SOURCE DOCUMENT:
* * * * * * * * *
Popular Science Monthly/Volume 7/October 1875/Literary Notices

LITERARY NOTICES.

Problems of Life and Mind. By George Henry Lewes. First Series, Vol. II. Boston: J. R. Osgood & Co., pp. 487. Price, $3.

The "problems" discussed by Mr. Lewes in the two volumes which constitute his first series are six in number. Of these, the first, "Limitations of Knowledge," was considered in the preceding volume; the rest are considered in the volume before us. The author's purpose in this series is "to lay down the foundations of a creed, by exhibiting the method which determines all successful inquiry, and by specifying certain general results reached on that method." Thoroughly imbued with the scientific spirit, Mr. Lewes applies to metaphysical discussions the same methods which have in modern times given such brilliant results in the field of natural science. The problems which he discusses are among the most intricate which have worried the mind of man from the dawn of reason. They have been the object of profound study ever since philosophy first had a place in human thought; men have viewed them from every side, and attempted their solution in every conceivable way, but still they remain in all their pristine obscurity. The scientific method of investigation has at last been brought to bear upon these problems, and already we seem to be gaining some headway, under the guidance of Spencer, Bain, Lewes, and their fellows.
* * * * * * * * *
DATA FOR ANALYSIS:
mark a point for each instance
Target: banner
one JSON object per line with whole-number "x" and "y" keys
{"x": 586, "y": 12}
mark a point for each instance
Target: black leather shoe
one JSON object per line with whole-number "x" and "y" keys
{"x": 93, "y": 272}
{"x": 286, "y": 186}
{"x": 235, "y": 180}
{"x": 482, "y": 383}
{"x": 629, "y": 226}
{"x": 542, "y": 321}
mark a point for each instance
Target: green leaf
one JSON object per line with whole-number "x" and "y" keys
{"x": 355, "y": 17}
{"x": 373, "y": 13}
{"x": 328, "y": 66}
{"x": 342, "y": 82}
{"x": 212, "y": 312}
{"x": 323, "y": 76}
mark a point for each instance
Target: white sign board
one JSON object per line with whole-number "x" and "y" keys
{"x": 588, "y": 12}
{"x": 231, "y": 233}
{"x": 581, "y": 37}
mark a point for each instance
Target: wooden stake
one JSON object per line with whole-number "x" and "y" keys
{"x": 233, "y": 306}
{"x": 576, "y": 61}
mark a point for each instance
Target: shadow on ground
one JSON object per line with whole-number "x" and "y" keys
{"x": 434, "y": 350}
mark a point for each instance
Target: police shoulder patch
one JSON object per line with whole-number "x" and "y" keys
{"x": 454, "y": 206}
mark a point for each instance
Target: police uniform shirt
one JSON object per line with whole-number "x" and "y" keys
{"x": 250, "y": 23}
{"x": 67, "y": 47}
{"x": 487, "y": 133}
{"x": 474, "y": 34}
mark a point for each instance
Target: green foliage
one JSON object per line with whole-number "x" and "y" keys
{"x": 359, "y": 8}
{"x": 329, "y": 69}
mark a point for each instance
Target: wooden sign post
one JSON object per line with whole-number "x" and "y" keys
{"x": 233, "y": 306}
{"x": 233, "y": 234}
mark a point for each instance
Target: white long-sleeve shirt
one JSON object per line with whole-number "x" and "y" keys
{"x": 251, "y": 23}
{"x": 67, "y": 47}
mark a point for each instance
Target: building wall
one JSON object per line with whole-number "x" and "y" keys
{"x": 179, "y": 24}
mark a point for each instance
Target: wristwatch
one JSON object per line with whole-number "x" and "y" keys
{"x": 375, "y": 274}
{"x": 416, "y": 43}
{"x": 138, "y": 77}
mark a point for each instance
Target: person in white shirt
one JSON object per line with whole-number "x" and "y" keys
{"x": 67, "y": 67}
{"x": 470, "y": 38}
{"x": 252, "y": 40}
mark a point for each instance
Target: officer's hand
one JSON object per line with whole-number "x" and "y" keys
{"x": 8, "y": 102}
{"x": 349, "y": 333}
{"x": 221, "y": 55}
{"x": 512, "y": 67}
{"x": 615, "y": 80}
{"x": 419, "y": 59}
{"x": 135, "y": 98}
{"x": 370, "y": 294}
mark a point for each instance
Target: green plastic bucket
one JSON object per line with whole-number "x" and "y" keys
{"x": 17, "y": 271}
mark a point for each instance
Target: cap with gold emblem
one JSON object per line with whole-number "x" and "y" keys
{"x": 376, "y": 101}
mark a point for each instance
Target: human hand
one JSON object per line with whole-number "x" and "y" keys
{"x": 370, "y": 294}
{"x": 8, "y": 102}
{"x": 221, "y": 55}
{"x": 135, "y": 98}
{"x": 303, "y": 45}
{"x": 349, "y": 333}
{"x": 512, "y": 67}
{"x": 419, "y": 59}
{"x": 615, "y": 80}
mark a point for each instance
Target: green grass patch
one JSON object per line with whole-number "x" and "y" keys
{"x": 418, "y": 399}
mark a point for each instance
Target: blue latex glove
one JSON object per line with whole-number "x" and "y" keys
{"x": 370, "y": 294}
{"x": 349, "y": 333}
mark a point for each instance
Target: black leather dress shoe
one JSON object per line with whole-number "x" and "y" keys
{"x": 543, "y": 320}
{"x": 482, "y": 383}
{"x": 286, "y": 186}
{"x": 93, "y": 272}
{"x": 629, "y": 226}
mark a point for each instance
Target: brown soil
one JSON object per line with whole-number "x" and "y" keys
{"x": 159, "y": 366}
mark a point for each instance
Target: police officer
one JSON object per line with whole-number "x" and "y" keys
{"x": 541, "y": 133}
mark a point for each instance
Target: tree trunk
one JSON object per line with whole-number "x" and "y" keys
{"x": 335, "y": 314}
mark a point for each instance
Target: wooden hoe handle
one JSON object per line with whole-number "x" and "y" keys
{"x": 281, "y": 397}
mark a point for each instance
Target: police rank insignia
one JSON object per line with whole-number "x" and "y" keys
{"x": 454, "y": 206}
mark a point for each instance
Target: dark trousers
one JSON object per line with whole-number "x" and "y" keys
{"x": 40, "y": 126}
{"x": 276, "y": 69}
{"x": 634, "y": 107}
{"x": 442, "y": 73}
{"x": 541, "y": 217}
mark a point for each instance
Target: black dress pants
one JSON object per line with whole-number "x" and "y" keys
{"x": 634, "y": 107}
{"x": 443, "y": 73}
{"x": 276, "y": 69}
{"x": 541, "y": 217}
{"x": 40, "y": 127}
* * * * * * * * *
WHAT THE TASK REQUIRES: According to the review of Problems of Life and Mind, how many problems does Mr. Lewes discuss across the two volumes of his first series? The rows aren't needed for this.

ANSWER SPACE: Six.